DE INVOER >>
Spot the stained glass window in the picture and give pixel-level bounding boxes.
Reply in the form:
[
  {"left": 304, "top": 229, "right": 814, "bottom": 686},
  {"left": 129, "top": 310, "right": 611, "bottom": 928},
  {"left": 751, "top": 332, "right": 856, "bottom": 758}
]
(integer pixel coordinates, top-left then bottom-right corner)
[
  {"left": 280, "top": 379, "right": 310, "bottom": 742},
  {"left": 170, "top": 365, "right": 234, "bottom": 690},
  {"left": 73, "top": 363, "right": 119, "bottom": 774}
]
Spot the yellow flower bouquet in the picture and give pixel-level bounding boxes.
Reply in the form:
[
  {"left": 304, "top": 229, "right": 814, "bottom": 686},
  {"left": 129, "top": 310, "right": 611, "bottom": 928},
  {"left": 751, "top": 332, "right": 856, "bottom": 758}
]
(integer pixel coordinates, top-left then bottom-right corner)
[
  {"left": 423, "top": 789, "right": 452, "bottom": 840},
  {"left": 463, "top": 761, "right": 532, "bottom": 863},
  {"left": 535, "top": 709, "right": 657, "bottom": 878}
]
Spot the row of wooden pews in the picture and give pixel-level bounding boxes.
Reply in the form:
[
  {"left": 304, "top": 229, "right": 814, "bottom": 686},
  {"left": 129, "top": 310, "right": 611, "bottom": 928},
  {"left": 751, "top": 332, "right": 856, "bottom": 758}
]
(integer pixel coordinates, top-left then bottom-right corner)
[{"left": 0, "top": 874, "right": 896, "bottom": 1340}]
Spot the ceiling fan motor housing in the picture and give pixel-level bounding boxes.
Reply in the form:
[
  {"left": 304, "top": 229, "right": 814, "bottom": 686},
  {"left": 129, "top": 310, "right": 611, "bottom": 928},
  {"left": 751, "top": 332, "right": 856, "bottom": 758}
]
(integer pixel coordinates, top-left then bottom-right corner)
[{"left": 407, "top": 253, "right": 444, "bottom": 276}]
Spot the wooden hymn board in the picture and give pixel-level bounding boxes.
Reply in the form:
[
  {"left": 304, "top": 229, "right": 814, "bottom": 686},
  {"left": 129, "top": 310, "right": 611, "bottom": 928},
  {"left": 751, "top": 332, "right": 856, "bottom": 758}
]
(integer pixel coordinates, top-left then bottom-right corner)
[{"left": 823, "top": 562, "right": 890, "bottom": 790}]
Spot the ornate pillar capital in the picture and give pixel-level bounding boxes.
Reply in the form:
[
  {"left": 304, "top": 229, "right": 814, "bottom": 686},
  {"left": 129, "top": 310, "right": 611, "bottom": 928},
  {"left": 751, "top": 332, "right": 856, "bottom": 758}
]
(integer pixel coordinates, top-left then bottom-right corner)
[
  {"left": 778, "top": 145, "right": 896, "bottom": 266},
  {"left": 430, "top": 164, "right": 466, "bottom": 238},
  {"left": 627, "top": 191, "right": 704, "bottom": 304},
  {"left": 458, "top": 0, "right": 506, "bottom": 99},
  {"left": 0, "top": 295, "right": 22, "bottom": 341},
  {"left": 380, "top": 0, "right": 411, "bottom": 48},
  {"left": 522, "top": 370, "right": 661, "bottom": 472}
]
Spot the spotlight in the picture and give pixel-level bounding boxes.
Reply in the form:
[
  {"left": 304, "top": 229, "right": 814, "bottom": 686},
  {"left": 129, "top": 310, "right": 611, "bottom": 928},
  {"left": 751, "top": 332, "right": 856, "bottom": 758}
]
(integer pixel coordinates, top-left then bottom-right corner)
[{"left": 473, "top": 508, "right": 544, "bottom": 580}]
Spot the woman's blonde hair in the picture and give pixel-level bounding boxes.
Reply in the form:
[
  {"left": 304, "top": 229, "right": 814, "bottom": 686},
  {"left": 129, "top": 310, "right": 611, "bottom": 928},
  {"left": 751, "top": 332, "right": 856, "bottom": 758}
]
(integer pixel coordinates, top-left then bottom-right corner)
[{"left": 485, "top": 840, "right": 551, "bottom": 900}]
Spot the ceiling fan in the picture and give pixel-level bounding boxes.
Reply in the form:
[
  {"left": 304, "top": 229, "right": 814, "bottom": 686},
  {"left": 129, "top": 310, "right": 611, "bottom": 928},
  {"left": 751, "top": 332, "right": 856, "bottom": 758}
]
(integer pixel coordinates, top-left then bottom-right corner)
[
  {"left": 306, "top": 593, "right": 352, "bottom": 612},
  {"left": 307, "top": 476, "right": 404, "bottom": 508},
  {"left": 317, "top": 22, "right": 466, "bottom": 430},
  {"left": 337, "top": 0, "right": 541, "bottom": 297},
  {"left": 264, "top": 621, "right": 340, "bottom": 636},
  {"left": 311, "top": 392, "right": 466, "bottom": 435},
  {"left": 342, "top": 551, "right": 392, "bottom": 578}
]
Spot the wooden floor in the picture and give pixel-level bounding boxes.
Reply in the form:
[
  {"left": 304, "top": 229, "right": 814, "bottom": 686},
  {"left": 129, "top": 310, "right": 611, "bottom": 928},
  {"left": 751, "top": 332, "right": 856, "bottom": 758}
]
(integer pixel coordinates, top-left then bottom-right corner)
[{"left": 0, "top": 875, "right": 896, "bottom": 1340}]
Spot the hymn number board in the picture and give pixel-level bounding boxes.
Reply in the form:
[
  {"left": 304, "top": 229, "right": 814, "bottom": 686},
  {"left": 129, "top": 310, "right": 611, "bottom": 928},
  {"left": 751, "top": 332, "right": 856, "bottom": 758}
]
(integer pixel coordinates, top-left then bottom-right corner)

OPDRACHT >> Zet alle regels hierboven alsjeblieft om in een Markdown-tabel met de kolommen Nr en Regel, en laat lege regels weg.

UITVOER >>
| Nr | Regel |
|---|---|
| 1 | Spot the stained glass window in the picture and give pixel-level bounding boxes. |
| 2 | Reply in the form: |
| 3 | [ |
| 4 |   {"left": 304, "top": 229, "right": 814, "bottom": 686}, |
| 5 |   {"left": 129, "top": 310, "right": 611, "bottom": 928}, |
| 6 |   {"left": 751, "top": 332, "right": 856, "bottom": 758} |
| 7 | ] |
| 8 | (integer pixel coordinates, top-left then bottom-right corner) |
| 9 | [ |
| 10 |   {"left": 280, "top": 379, "right": 310, "bottom": 742}, |
| 11 |   {"left": 170, "top": 365, "right": 234, "bottom": 690}, |
| 12 |   {"left": 73, "top": 363, "right": 119, "bottom": 774} |
| 13 | ] |
| 14 | Spot the yellow flower bouquet in the picture and give pixel-level bounding boxes. |
| 15 | Reply in the form: |
| 16 | [ |
| 17 |   {"left": 304, "top": 229, "right": 814, "bottom": 686}, |
| 18 |   {"left": 129, "top": 310, "right": 611, "bottom": 928}, |
| 19 |   {"left": 751, "top": 332, "right": 856, "bottom": 758} |
| 20 | ] |
| 21 | (integer pixel coordinates, top-left then bottom-right corner) |
| 22 | [ |
| 23 |   {"left": 423, "top": 789, "right": 452, "bottom": 840}, |
| 24 |   {"left": 463, "top": 761, "right": 532, "bottom": 863}, |
| 25 |   {"left": 535, "top": 709, "right": 657, "bottom": 878} |
| 26 | ] |
| 27 | Spot the row of wooden pews in the picture and give pixel-level bounding boxes. |
| 28 | Reply in the form: |
| 29 | [ |
| 30 |   {"left": 304, "top": 229, "right": 814, "bottom": 686}, |
| 31 |   {"left": 129, "top": 310, "right": 611, "bottom": 928}, |
| 32 |   {"left": 751, "top": 332, "right": 856, "bottom": 758} |
| 33 | ] |
| 34 | (integer pixel coordinates, top-left then bottom-right corner) |
| 35 | [{"left": 0, "top": 874, "right": 896, "bottom": 1340}] |
| 36 | Spot the ceiling fan motor housing in the picture and give pixel-level bounding boxes. |
| 37 | Reply in the form: |
| 38 | [ |
| 39 |   {"left": 304, "top": 229, "right": 814, "bottom": 686}, |
| 40 |   {"left": 129, "top": 310, "right": 611, "bottom": 928}, |
| 41 |   {"left": 751, "top": 332, "right": 856, "bottom": 758} |
| 42 | ] |
| 43 | (integer pixel coordinates, top-left then bottom-right corner) |
| 44 | [{"left": 407, "top": 253, "right": 444, "bottom": 276}] |
| 45 | Spot the wooden hymn board in the picture and give pixel-level bounding boxes. |
| 46 | Reply in the form: |
| 47 | [ |
| 48 |   {"left": 304, "top": 229, "right": 814, "bottom": 686}, |
| 49 |   {"left": 129, "top": 310, "right": 611, "bottom": 928}, |
| 50 |   {"left": 751, "top": 332, "right": 856, "bottom": 758} |
| 51 | ] |
| 52 | (integer pixel coordinates, top-left then bottom-right corner) |
| 53 | [{"left": 823, "top": 562, "right": 890, "bottom": 790}] |
| 54 | Spot the ornate pillar capital in the picture and give pixel-level bounding boxes. |
| 55 | Reply in the form: |
| 56 | [ |
| 57 |   {"left": 304, "top": 229, "right": 814, "bottom": 686}, |
| 58 |   {"left": 129, "top": 310, "right": 611, "bottom": 928}, |
| 59 |   {"left": 751, "top": 332, "right": 856, "bottom": 758} |
| 60 | ] |
| 61 | (integer pixel coordinates, top-left then bottom-right corner) |
| 62 | [ |
| 63 |   {"left": 778, "top": 145, "right": 896, "bottom": 266}, |
| 64 |   {"left": 430, "top": 164, "right": 466, "bottom": 238}, |
| 65 |   {"left": 627, "top": 191, "right": 704, "bottom": 304}, |
| 66 |   {"left": 458, "top": 0, "right": 506, "bottom": 99}, |
| 67 |   {"left": 0, "top": 295, "right": 22, "bottom": 341}, |
| 68 |   {"left": 380, "top": 0, "right": 411, "bottom": 48}, |
| 69 |   {"left": 522, "top": 370, "right": 661, "bottom": 472} |
| 70 | ] |
| 71 | Spot the spotlight in the picture and give pixel-level bounding boxes. |
| 72 | Reply in the form: |
| 73 | [ |
| 74 |   {"left": 304, "top": 229, "right": 814, "bottom": 686}, |
| 75 |   {"left": 129, "top": 310, "right": 611, "bottom": 928}, |
| 76 |   {"left": 751, "top": 332, "right": 856, "bottom": 758} |
| 77 | ] |
| 78 | (integer pixel coordinates, top-left then bottom-right corner) |
| 79 | [{"left": 473, "top": 508, "right": 544, "bottom": 580}] |
| 80 | Spot the woman's blonde hair in the picture and give pixel-level bounding boxes. |
| 81 | Reply in the form: |
| 82 | [ |
| 83 |   {"left": 304, "top": 229, "right": 814, "bottom": 686}, |
| 84 |   {"left": 129, "top": 310, "right": 611, "bottom": 928}, |
| 85 |   {"left": 751, "top": 332, "right": 856, "bottom": 758} |
| 86 | ] |
| 87 | (integer pixel coordinates, top-left then bottom-right corner) |
| 88 | [{"left": 485, "top": 840, "right": 551, "bottom": 900}] |
| 89 | Spot the ceiling fan in the picture and give pixel-level bounding boxes. |
| 90 | Reply in the form: |
| 91 | [ |
| 92 |   {"left": 304, "top": 229, "right": 814, "bottom": 686}, |
| 93 |   {"left": 129, "top": 310, "right": 611, "bottom": 928}, |
| 94 |   {"left": 751, "top": 332, "right": 856, "bottom": 758} |
| 95 | ] |
| 96 | (integer pixel coordinates, top-left then bottom-right corner) |
| 97 | [ |
| 98 |   {"left": 306, "top": 593, "right": 352, "bottom": 612}, |
| 99 |   {"left": 307, "top": 476, "right": 404, "bottom": 508}, |
| 100 |   {"left": 317, "top": 22, "right": 466, "bottom": 430}, |
| 101 |   {"left": 337, "top": 0, "right": 541, "bottom": 297}, |
| 102 |   {"left": 264, "top": 621, "right": 340, "bottom": 636}, |
| 103 |   {"left": 311, "top": 392, "right": 466, "bottom": 435}, |
| 104 |   {"left": 342, "top": 551, "right": 392, "bottom": 578} |
| 105 | ] |
| 106 | Spot the wooden floor in the picture and give pixel-level bounding boxes. |
| 107 | Reply in the form: |
| 108 | [ |
| 109 |   {"left": 304, "top": 229, "right": 814, "bottom": 686}, |
| 110 |   {"left": 129, "top": 310, "right": 611, "bottom": 928}, |
| 111 |   {"left": 751, "top": 332, "right": 856, "bottom": 758} |
| 112 | ] |
| 113 | (integer pixel coordinates, top-left then bottom-right corner) |
| 114 | [{"left": 0, "top": 875, "right": 896, "bottom": 1340}] |
| 115 | Spot the hymn number board in the picture and give pixel-level bounding boxes. |
| 116 | Reply in the form: |
| 117 | [ |
| 118 |   {"left": 304, "top": 229, "right": 814, "bottom": 686}, |
| 119 |   {"left": 129, "top": 310, "right": 611, "bottom": 928}, |
| 120 |   {"left": 751, "top": 332, "right": 856, "bottom": 758} |
| 121 | ] |
| 122 | (integer pixel coordinates, top-left then bottom-right corner) |